Directions:
Write out the data below in full, unchanged, minus the images.

Records for this task:
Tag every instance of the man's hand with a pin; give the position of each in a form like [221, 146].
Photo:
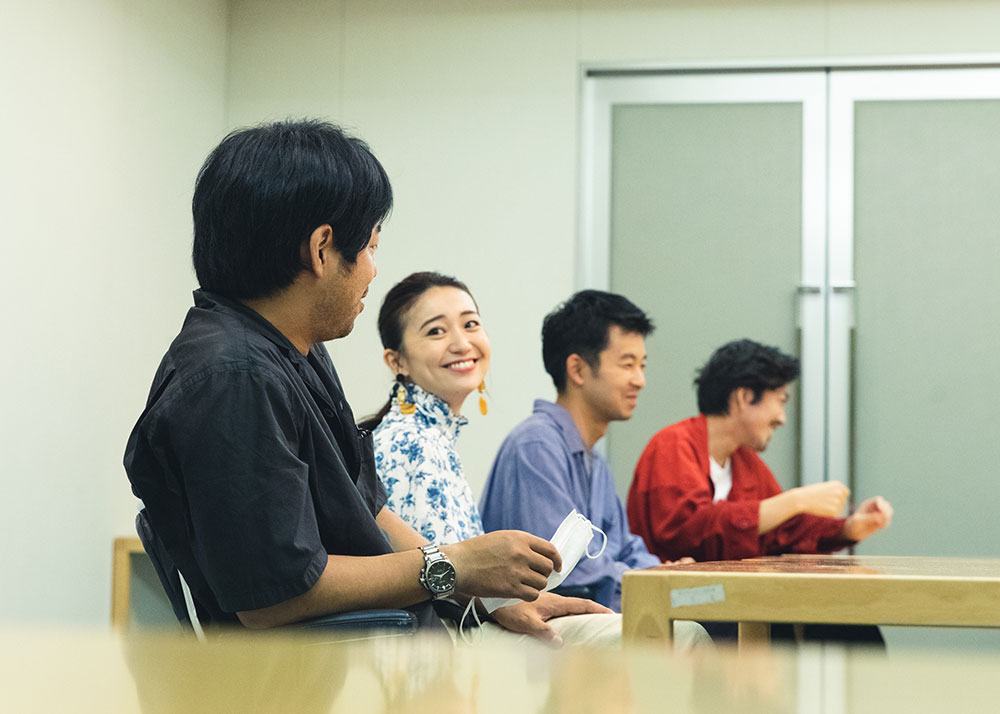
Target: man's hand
[871, 516]
[530, 618]
[503, 564]
[822, 499]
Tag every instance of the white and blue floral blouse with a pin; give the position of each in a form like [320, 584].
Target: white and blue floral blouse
[416, 459]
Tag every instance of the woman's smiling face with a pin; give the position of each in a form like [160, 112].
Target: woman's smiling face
[445, 350]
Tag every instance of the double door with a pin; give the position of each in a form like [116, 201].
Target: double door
[849, 216]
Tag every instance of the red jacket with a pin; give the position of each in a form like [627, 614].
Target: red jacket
[670, 503]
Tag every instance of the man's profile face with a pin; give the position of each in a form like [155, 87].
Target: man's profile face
[612, 390]
[345, 288]
[759, 420]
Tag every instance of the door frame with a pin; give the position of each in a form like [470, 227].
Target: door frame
[825, 89]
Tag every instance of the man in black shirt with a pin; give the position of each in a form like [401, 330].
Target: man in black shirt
[247, 458]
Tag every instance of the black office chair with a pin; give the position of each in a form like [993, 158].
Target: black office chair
[351, 625]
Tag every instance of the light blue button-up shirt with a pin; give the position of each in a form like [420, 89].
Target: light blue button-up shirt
[543, 471]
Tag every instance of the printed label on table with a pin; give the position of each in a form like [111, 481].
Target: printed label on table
[697, 596]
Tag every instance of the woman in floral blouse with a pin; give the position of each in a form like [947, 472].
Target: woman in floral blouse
[436, 346]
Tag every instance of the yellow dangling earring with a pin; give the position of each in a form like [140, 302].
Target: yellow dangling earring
[482, 400]
[403, 396]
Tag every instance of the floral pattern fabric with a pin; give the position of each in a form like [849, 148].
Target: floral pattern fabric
[416, 459]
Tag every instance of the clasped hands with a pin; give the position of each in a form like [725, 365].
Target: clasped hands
[828, 499]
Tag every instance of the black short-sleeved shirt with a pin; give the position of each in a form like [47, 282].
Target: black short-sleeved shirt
[249, 464]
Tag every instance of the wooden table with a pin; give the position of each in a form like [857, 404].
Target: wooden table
[872, 590]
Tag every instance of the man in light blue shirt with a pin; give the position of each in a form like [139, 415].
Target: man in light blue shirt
[594, 349]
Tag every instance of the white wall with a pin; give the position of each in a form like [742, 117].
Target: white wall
[473, 108]
[108, 107]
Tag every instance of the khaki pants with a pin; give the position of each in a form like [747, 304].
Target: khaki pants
[596, 630]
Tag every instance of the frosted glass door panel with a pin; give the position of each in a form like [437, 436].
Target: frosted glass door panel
[927, 261]
[706, 234]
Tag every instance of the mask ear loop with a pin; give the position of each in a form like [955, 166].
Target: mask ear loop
[603, 545]
[471, 607]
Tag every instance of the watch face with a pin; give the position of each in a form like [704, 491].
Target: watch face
[441, 577]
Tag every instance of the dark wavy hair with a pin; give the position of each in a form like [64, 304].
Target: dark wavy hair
[580, 326]
[392, 314]
[742, 363]
[264, 190]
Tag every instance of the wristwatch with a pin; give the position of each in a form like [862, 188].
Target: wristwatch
[438, 576]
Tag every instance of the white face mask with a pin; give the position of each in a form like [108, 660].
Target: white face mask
[572, 540]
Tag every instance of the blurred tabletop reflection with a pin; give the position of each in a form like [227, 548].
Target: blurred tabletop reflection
[95, 672]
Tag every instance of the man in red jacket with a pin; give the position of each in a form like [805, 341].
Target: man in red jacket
[700, 489]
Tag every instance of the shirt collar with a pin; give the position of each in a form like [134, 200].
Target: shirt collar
[431, 411]
[564, 422]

Written solution:
Tag every instance of the man's hand with a pin; give the position of each in a form like [221, 146].
Photo:
Target: man's hand
[871, 516]
[530, 618]
[503, 564]
[822, 499]
Tag every instance of the white and blue floral blouse with a pin; give the position of each in a form like [320, 584].
Target: white and blue floral blouse
[416, 459]
Tag every instance of the woman's smiling face with a pin; give the position of each in a form like [160, 112].
Target: woman's smiling face
[445, 350]
Tag every instance of the double door with a pin; give the position of each in a form like [116, 201].
Target: double door
[849, 216]
Tag every instance of the red jacket with a pin; give the position of each in a form like [627, 614].
Target: red jacket
[670, 503]
Tag every instance of the man's profile face with a pin; give the position of each in a form like [155, 87].
Target: man's profile face
[612, 390]
[345, 288]
[759, 420]
Tag every instance of the door frame with a pin; give the position of each in a form like [470, 227].
Target: door frame
[825, 89]
Tag every instance of the man in black shirt with a pin; give the position of each in a form like [401, 330].
Target: man in black shirt
[247, 458]
Tag every instance of the black office chair with a pin; give the position of each in a form like [993, 158].
Target: black office chair
[351, 625]
Tag every instance of the light blue button-up shirt with a pin; give the position of each in a form like [420, 89].
Target: light blue button-up shirt
[543, 471]
Tag every instance of the printed label on table with a pin; give the position of each in a form like [111, 481].
Target: printed label on table
[697, 596]
Tag every instance of the woman in floral blouse with a pin; give the position of each in a form like [947, 472].
Target: woman in floral blouse
[436, 346]
Tag every instance of the yellow dangling earring with a pin; give the position of each in a form like [140, 302].
Target: yellow dangling earring
[482, 400]
[403, 396]
Tag every instance of the floral pattern fabric with a pin; give the position of each in a form like [849, 148].
Target: floral pattern fabric
[416, 459]
Tag every instance of the clasped hands with a pin; give the position of each in a form like [725, 365].
Target: clasped hands
[828, 499]
Tag every instance of the black short-sleeved shirt with a pin; give the position of each in a form like [47, 282].
Target: black short-sleeved shirt
[249, 464]
Tag every instance of the wooden table with a pin; give the position of each in a form like [857, 404].
Target: wooden table
[872, 590]
Tag every instance of the man in light blue shirt with a pin; give the position of each in a form like [139, 415].
Target: man in light blue shirt
[594, 349]
Tag every instance of the white wall with a pin; give the position of each in a form like [742, 117].
Target: white wall
[473, 108]
[108, 107]
Tag every instance of the khaki pants with a pin; give the position of each in a form like [747, 304].
Target: khaki pants
[596, 630]
Tag every instance of the frosted glass door panel with a pin; give the position of each in a form like [437, 436].
Target: frosted glass door panel
[927, 261]
[706, 234]
Tag every instance of the mask ear loop with a pin; give the position of each in a form like [955, 166].
Target: mask ear loop
[603, 545]
[471, 607]
Tag every instance of the watch face with a pin; give the position of each in a form like [704, 491].
Target: watch face
[441, 577]
Tag every instance of the dark wavy hair with a pin; give the position of each in a form like [64, 304].
Target: dark wavy hair
[580, 326]
[392, 314]
[742, 363]
[264, 190]
Tag every instance of the wristwatch with a pin; give the position of each in a form like [862, 188].
Target: wristwatch
[438, 576]
Tag every instance of the white face mask with a pin; give the position of each in a form like [108, 660].
Target: white face mask
[572, 540]
Tag every instance of the blurred tabletop reflection with a pin; give the position of each in a form like [227, 548].
Target: blurred tabletop reflection
[95, 672]
Tag every instance of the man in red jacket with a pin; give the position of each in a form like [805, 341].
Target: man in red jacket
[700, 489]
Tag every instance of the shirt collar with a pin; give the position of each in a form like [134, 200].
Target: shirt collar
[431, 411]
[564, 422]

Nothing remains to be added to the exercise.